**** Entries provided

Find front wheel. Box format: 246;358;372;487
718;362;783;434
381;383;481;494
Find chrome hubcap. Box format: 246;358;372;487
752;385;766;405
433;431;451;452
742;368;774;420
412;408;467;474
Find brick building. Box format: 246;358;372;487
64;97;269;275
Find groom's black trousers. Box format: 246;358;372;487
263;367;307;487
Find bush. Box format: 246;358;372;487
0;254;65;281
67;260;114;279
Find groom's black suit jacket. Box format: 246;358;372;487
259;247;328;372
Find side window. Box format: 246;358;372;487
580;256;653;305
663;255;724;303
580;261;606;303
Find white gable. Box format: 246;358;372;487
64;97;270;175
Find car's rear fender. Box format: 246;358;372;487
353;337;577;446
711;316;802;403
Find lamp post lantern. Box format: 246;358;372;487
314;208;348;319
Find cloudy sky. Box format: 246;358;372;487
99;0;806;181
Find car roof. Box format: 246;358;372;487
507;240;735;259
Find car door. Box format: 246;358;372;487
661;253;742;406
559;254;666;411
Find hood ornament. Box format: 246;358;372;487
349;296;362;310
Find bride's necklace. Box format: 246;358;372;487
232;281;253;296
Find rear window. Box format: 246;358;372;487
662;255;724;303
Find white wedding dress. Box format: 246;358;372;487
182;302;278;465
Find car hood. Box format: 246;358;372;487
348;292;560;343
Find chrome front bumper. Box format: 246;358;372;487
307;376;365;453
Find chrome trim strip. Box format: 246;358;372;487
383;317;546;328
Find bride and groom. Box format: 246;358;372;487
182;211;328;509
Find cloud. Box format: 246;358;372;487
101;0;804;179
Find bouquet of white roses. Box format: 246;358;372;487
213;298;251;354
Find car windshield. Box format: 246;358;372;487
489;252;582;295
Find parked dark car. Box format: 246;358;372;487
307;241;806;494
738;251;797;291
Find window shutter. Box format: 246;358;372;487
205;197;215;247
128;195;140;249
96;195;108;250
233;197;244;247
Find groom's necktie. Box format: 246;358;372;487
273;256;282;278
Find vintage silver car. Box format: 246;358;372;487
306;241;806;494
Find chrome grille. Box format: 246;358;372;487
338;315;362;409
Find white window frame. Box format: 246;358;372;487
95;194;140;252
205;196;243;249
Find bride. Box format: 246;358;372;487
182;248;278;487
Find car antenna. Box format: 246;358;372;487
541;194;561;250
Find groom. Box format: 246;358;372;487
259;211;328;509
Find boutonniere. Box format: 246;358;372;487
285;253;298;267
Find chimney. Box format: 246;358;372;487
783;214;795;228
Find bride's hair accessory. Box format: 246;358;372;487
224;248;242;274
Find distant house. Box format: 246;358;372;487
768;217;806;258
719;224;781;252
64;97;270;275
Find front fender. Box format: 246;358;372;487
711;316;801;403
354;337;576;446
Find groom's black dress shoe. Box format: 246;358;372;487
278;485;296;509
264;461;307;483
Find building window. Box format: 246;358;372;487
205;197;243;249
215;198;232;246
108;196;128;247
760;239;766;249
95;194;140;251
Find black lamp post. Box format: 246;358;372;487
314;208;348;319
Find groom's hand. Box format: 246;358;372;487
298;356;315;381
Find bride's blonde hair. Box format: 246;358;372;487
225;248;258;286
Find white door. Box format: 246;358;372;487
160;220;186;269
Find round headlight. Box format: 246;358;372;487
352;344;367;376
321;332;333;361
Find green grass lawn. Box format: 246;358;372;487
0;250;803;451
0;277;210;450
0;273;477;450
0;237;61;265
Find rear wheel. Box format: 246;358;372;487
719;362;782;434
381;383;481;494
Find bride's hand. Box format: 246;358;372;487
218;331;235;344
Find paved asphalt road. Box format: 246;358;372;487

********

◆ **Work to be completed**
Once you have read the records above, write them out again exactly.

◆ **Response**
Find front wheel. Box format: 246;358;372;487
718;362;783;434
381;383;481;494
Find chrome hubcap. Box format: 246;358;372;487
752;385;766;405
433;431;451;452
742;368;774;420
412;408;467;474
Find brick building. Box format: 246;358;372;487
64;97;269;275
Find groom's black trousers. Box format: 246;358;372;487
263;367;307;487
Find bush. Box format: 246;358;372;487
0;254;65;281
67;260;114;279
Find groom's black suit jacket. Box format: 246;358;372;487
259;247;328;372
Find side window. Box format: 246;358;372;487
580;256;653;305
663;255;724;303
580;261;606;303
Find white gable. Box format: 246;358;372;487
64;97;270;175
Find car's rear fender. Box format: 246;358;372;487
353;337;577;446
711;316;802;403
Find lamp post lantern. Box format: 246;358;372;487
314;208;348;319
Find cloudy sky. Box format: 246;358;372;487
99;0;806;181
Find car roof. Box format: 246;358;372;487
507;240;735;259
Find car door. Box format: 246;358;372;487
661;253;742;406
559;254;666;411
Find hood ornament. Box format: 246;358;372;487
349;296;362;310
Find bride's necklace. Box format: 246;358;372;487
232;281;253;296
Find rear window. Box format: 246;358;372;487
662;255;724;303
Find white wedding dress. Box format: 246;358;372;487
182;302;278;465
Find car hood. Box format: 246;358;372;487
348;292;560;343
Find chrome front bumper. Box format: 246;358;372;487
307;376;365;453
Find chrome trim strip. Box format: 246;358;372;487
383;317;546;328
Find bride and groom. Box format: 246;358;372;487
182;211;328;509
Find cloud. Box format: 246;358;372;487
101;0;804;179
Find bouquet of white roses. Box format: 246;358;372;487
213;298;251;354
Find car windshield. Box format: 246;358;372;487
489;252;582;295
Find parked dark car. Box format: 246;358;372;487
307;241;806;494
738;251;797;291
Find window shutter. Box format: 246;358;372;487
205;197;215;247
128;195;140;249
96;195;108;250
233;197;244;247
Find groom's necktie. Box format: 246;358;372;487
273;256;282;278
Find vintage silver car. Box format: 246;358;372;487
306;241;806;494
Find chrome grille. Box format: 246;358;372;487
338;315;362;409
Find white window frame. Box format: 246;358;372;487
95;194;140;252
205;196;243;249
Find bride. Box format: 246;358;372;487
182;248;278;487
Find car antenna. Box format: 246;358;372;487
541;194;561;250
Find groom. Box format: 246;358;372;487
259;211;328;509
Find boutonniere. Box format: 246;358;372;487
285;253;298;267
Find chimney. Box format: 246;358;372;487
783;214;795;228
Find bride's hair accessory. Box format: 246;358;372;487
224;248;242;274
Find distant house. Box format: 246;358;372;487
768;217;806;258
719;224;781;252
64;97;270;275
Find front fender. Box format: 246;358;372;487
711;316;801;403
354;337;576;446
Find groom's black dress shoe. Box format: 246;358;372;487
278;485;296;509
264;461;307;483
Find building window. Box format: 246;358;372;487
205;197;243;249
215;198;232;246
108;196;128;247
760;239;766;249
95;194;140;251
Find black lamp post. Box format: 246;358;372;487
314;208;348;319
Find groom's hand. Box format: 246;358;372;487
298;356;315;381
Find bride's blonde hair. Box format: 246;358;372;487
225;248;258;286
Find white door. Box format: 246;358;372;487
160;220;186;269
Find round headlight. Box format: 246;358;372;487
352;344;367;376
321;332;333;361
Find green grass lawn. Box format: 246;358;372;487
0;250;803;451
0;277;210;450
0;273;477;450
0;237;61;265
Find rear wheel. Box format: 246;358;372;487
719;362;782;434
381;383;481;494
Find bride's hand. Box format: 246;358;372;487
218;331;235;344
Find paved asphalt road. Box format: 246;358;372;487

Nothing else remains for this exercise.